### [Page excerpt]

┏━━

GET /v1/search/record?q=apple&fields=address&fields=name HTTP/1.1
Accept: application/json
POST /v1/search/record HTTP/1.1
Accept: application/json
{
"q": "test",
"fields": ["address", "name"]
}
The following fields are supported:
- name
- identifier
- address
- business_purpose
- date_of_birth
- contact
# Filters
Filters are parameters that limit the result-set post query. They can have different representations depending on request type. If using a GET
request, filters can be added to the query string as an array with the format filter=id
. For example, a filter against sources for UK Corporate Registry which has the id ecdfb3f2ecc8c3797e77d5795a8066ef would look like filters=source%3Decdfb3f2ecc8c3797e77d5795a8066ef
. Alternatively, the filter can be expressed in the body of the request as a Filter object which looks like the following:
{
"filters": {
"source": ["ecdfb3f2ecc8c3797e77d5795a8066ef"]
}
}
Notice the array type indicating that the query can be filtered by multiple sources. An example filtered request by multiple sources would appear as follows:
GET /v1/search/entity?filters=source=ecdfb3f2ecc8c3797e77d5795a8066ef&filters=source=4ea8bac1bed868e1510ffd21842e9551&q=example HTTP/1.1
Accept: application/json
POST /v1/search/entity HTTP/1.1
Accept: application/json
{
"q": "test",
"filters": {
"source": [
"ecdfb3f2ecc8c3797e77d5795a8066ef",
"4ea8bac1bed868e1510ffd21842e9551"

┗━━

Answer from the search API excerpt:
(a) What fields does it list as supported?
(b) What id does the UK Corporate Registry source have?
(c) What does it say filters do?
The data that comes next is separate material and not part of the search API excerpt.

### [Data]
┏━━

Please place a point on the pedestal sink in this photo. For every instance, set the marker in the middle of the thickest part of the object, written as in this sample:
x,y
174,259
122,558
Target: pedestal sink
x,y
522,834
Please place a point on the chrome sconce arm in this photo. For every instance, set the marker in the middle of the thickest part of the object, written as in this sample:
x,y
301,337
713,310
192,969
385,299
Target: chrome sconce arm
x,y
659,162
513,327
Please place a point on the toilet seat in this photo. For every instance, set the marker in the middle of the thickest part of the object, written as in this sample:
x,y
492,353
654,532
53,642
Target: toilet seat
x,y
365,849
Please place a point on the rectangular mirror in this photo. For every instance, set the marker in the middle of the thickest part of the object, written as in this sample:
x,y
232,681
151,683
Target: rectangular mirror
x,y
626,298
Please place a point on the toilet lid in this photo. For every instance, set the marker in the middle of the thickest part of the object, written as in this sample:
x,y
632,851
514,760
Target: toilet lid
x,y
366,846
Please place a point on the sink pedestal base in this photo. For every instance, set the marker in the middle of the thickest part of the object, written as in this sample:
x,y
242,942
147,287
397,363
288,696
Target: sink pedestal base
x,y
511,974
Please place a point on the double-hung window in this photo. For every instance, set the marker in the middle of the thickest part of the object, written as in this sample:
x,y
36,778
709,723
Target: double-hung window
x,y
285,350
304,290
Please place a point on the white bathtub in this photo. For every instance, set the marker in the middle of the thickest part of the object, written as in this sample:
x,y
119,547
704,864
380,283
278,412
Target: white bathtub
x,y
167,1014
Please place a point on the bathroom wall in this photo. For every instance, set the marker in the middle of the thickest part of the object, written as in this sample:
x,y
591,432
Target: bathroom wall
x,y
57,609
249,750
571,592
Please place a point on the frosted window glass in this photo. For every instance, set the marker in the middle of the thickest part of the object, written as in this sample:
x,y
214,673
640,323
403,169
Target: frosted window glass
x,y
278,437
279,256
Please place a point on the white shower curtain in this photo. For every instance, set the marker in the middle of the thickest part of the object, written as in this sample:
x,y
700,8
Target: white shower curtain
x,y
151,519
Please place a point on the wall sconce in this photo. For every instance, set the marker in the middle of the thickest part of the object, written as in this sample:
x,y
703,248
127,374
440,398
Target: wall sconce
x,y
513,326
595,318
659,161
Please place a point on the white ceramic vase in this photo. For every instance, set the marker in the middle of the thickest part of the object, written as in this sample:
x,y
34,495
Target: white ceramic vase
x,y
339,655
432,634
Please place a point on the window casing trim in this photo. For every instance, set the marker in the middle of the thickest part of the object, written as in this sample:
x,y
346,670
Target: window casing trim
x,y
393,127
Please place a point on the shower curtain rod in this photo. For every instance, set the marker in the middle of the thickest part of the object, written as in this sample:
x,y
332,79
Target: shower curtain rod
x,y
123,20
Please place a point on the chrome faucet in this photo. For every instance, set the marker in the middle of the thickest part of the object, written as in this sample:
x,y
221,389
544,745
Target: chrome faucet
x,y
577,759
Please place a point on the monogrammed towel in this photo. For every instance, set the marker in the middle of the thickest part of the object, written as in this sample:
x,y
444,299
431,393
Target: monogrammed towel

┗━━

### [Exercise response]
(a) name, identifier, address, business_purpose, date_of_birth, and contact
(b) ecdfb3f2ecc8c3797e77d5795a8066ef
(c) They limit the result-set post query.